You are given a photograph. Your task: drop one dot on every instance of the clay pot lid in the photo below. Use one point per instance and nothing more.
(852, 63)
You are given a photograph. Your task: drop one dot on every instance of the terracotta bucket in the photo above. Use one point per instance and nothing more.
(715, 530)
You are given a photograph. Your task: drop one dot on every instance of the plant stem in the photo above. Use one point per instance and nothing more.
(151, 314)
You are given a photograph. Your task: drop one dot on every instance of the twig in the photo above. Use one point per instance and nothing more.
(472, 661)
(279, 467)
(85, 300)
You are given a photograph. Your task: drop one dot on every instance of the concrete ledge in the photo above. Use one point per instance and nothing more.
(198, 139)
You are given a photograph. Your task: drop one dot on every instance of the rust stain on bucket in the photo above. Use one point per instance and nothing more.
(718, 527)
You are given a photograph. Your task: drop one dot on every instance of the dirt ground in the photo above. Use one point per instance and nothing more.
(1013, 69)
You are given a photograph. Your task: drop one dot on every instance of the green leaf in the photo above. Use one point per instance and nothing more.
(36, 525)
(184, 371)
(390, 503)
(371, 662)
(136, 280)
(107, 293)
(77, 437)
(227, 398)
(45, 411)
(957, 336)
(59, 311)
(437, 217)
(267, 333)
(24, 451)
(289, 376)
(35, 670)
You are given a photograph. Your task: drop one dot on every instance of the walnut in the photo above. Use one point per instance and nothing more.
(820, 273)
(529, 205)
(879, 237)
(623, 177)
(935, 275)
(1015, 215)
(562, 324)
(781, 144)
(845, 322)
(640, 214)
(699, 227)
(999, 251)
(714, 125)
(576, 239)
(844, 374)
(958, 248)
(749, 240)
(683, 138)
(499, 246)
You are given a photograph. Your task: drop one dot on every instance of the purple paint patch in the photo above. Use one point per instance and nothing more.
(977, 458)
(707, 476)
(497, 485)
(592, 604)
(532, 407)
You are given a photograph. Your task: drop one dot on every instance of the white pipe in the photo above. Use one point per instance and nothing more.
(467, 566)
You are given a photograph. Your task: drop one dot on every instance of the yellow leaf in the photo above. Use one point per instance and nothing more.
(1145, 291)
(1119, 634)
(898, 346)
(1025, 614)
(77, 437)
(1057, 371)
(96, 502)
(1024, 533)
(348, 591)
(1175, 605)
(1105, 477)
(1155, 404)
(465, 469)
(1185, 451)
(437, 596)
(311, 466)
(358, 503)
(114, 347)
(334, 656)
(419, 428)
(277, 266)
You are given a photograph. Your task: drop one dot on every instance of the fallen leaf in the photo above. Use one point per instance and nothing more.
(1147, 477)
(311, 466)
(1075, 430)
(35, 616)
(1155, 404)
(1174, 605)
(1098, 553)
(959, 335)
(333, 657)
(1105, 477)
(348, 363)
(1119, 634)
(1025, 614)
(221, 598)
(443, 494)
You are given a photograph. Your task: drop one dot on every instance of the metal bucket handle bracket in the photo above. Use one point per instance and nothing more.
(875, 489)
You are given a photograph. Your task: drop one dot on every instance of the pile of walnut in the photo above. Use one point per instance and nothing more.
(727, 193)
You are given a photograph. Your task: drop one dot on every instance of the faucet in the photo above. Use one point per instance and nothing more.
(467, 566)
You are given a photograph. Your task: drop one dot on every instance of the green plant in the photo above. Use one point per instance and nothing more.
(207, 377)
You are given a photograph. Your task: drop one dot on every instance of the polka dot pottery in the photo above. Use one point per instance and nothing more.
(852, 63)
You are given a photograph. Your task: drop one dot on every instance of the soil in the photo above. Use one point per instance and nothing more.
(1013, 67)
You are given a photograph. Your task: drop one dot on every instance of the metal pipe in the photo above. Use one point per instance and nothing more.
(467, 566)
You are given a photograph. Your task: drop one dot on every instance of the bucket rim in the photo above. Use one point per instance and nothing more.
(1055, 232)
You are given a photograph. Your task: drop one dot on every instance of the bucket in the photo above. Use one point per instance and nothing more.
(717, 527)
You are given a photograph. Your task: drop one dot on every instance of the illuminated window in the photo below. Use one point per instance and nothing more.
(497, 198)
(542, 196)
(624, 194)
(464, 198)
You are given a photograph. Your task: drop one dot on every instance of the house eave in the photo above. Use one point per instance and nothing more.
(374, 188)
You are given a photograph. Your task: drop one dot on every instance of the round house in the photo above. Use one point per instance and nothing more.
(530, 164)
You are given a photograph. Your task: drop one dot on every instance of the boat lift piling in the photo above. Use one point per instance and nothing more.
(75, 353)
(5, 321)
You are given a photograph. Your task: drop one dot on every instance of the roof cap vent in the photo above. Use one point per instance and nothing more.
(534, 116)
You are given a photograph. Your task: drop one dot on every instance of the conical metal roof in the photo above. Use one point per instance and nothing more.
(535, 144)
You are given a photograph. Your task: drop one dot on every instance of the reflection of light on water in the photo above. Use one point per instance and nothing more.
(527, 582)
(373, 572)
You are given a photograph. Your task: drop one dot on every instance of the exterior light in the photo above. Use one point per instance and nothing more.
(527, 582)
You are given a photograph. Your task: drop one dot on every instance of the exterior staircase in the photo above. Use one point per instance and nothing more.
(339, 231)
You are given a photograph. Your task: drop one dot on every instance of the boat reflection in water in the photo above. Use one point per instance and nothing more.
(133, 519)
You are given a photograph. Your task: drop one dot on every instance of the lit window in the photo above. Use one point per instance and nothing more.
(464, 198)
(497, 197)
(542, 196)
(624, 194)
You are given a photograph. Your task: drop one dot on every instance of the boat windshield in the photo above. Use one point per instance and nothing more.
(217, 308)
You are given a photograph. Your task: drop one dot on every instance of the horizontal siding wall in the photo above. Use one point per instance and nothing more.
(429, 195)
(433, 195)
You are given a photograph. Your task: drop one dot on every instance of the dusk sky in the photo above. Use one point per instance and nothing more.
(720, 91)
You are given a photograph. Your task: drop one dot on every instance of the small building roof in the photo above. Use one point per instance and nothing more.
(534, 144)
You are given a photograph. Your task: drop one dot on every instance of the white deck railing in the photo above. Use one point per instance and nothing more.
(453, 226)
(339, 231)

----------------

> _Task goal_
Would you write down every record again, exactly?

> _Answer for the task_
You are given a photograph. Your task: drop one dot on every instance of the clay pot lid in the photo below. Use one point per instance and nothing more.
(852, 63)
You are given a photograph. Your task: drop one dot on every instance of the terracotta bucket in the photo above. Use one point per instance and nothing more.
(715, 530)
You are given a photograph. Your task: drop one dot on every instance of the plant stem in the photo above. Use one point per instance and nothing more.
(151, 314)
You are given a photograph. Your task: drop one dot on every instance of the twig in the photo above. Use one point per instance and nothing more.
(472, 661)
(279, 467)
(85, 300)
You are given a photograph. Your task: drop one dot on every instance of the concrete ledge in the photo above. Use one point per instance and nothing more.
(198, 139)
You are given a photograph. Your task: drop one dot on every instance of the rust stain on bucket in the photo above. Use one point per instance and nothing more.
(718, 527)
You are given a photograph. Your task: drop one dot on every instance of the dirt ground in the photo above. Use one point per instance and nothing more.
(1013, 69)
You are given a photograph. Your task: drop one dot on every instance of the green leaf in the photo above. Use one point per instance and nothing more.
(36, 525)
(184, 371)
(390, 503)
(371, 662)
(136, 280)
(107, 293)
(77, 437)
(227, 398)
(45, 411)
(957, 336)
(59, 311)
(437, 217)
(267, 333)
(24, 451)
(289, 376)
(35, 670)
You are given a photograph. Your task: drop one dot on every instance of the walnut in the photo above. Use one point per instance and nothing more.
(820, 273)
(529, 205)
(879, 237)
(623, 177)
(935, 275)
(1015, 215)
(562, 324)
(781, 144)
(845, 322)
(640, 214)
(699, 227)
(999, 251)
(714, 125)
(576, 239)
(844, 374)
(958, 248)
(749, 240)
(683, 138)
(499, 246)
You are given a photograph. Your task: drop one dot on every instance of the purple paint patch in the photo above. Use one point per instance and nothing more.
(977, 458)
(707, 476)
(497, 485)
(592, 604)
(532, 407)
You are given a photograph. Your task: drop one dot on every instance of the white pipe in the photo above. Use one point per instance and nothing more.
(467, 566)
You are given a photograph. Your task: drop one dot on every instance of the yellow leaf in the photo above. Use one point per instance and nothing more.
(1145, 291)
(1119, 634)
(898, 346)
(1025, 614)
(77, 437)
(1057, 371)
(96, 502)
(1024, 533)
(348, 591)
(1175, 605)
(1105, 477)
(1155, 404)
(465, 469)
(1185, 451)
(437, 596)
(311, 466)
(358, 503)
(114, 347)
(334, 656)
(419, 428)
(277, 266)
You are given a photograph. Your task: drop one dot on every instance of the fallen leaf in the photo above. Use one point per instance and nothing more.
(1147, 477)
(311, 466)
(1075, 430)
(35, 616)
(1155, 404)
(1174, 605)
(1098, 553)
(959, 335)
(333, 657)
(1105, 477)
(348, 363)
(1119, 634)
(1025, 614)
(221, 598)
(443, 494)
You are given a photograph. Your task: drop one dot on every instance of the metal bucket handle bracket in the photo above. Use one point per instance and nothing more.
(875, 489)
You are given a photograph. Your task: drop one dot on every instance of the pile of walnut in the photo above. Use one point per instance and nothing more.
(727, 193)
You are given a photograph. Your task: drop one dot on every instance of the faucet in the photo above. Use one point per instance and nothing more.
(467, 566)
You are given a photograph. Your task: drop one dot on every instance of the green plant in the photo above. Use one point per instance and nothing more.
(207, 377)
You are given a photograph. Your task: drop one dot on every instance of the polka dot pottery in the photo above. Use one point per instance and nothing more.
(852, 63)
You are given a photograph. Your task: drop one dot on every instance of the soil in the photo above. Use one point per instance and nothing more.
(1013, 67)
You are given a photograph. Your task: drop one dot on every instance of the metal pipe in the photo above. Use one point per instance and nothing more.
(467, 566)
You are given a photograph. Your task: drop one dot on every instance of the bucket rim in the photo above. Use one point per instance and nothing more.
(1055, 232)
You are given a photograph. Your task: drop one dot on every instance of the bucket in the photo above. Use one point per instance and nothing more.
(717, 527)
You are given a photograph. Your task: drop one dot on every instance of the illuminated window in the photo below. Use one point per instance and nothing more.
(497, 198)
(542, 196)
(624, 194)
(464, 198)
You are given a photograph. Your task: drop one dot on every instance of the house eave in the photo above. Use one point per instance and nothing more.
(374, 188)
You are given a photograph. Your task: drop one dot on every instance of the round house in the photo above. Use one point per instance and nothing more.
(530, 164)
You are given a photograph. Your task: drop one dot on every instance of the boat lift piling in the photo above. Use one point per instance and nothing more.
(75, 353)
(5, 321)
You are given a photograph. Your task: drop one dot on every instance of the roof cap vent in the photo above. Use one point per instance and nothing more.
(534, 116)
You are given a photograph. Your task: drop one dot on every instance of the conical metal roof in the photo above. Use one point per instance and nothing more.
(535, 144)
You are given a photograph. Your task: drop one dot on every instance of the reflection of light on water in the photo above. Use one point per instance and nothing more.
(527, 582)
(373, 572)
You are given a photograph. Your task: drop one dot on every instance of the exterior light in the photo above. Use one point per instance and nothing more.
(527, 582)
You are given a photograph. Your task: drop one dot on every instance of the exterior staircase in the photo above. Use one point per instance and nothing more.
(339, 231)
You are given a photograph. Your task: drop one dot on every instance of the boat reflection in water in the photo above. Use one point per instance and nothing more.
(133, 519)
You are given a photograph. Your task: drop one dot on every instance of the lit window in the photo above. Use one point per instance and nothing more.
(464, 198)
(497, 197)
(542, 196)
(624, 194)
You are given a photograph. Your task: drop one dot on every instance of the boat windshield in the photo above. Use one point per instance and nothing more.
(217, 308)
You are given a photograph. Your task: drop one dot on every instance of the horizontal siding wall in the photo above. Use one point per instance and nothing more.
(429, 195)
(433, 195)
You are given a photograph. Your task: drop one dot on every instance of the dusk sky in the photo above. Use one point per instance and nothing more.
(720, 91)
You are given a photograph. Your task: drop one dot on every instance of the small building roof in the photo above. Use one point per instance and nothing more.
(534, 144)
You are given a photograph. Your task: drop one dot on every instance of the white deck railing in the photo above. Use one point per instance and nothing more.
(453, 226)
(339, 231)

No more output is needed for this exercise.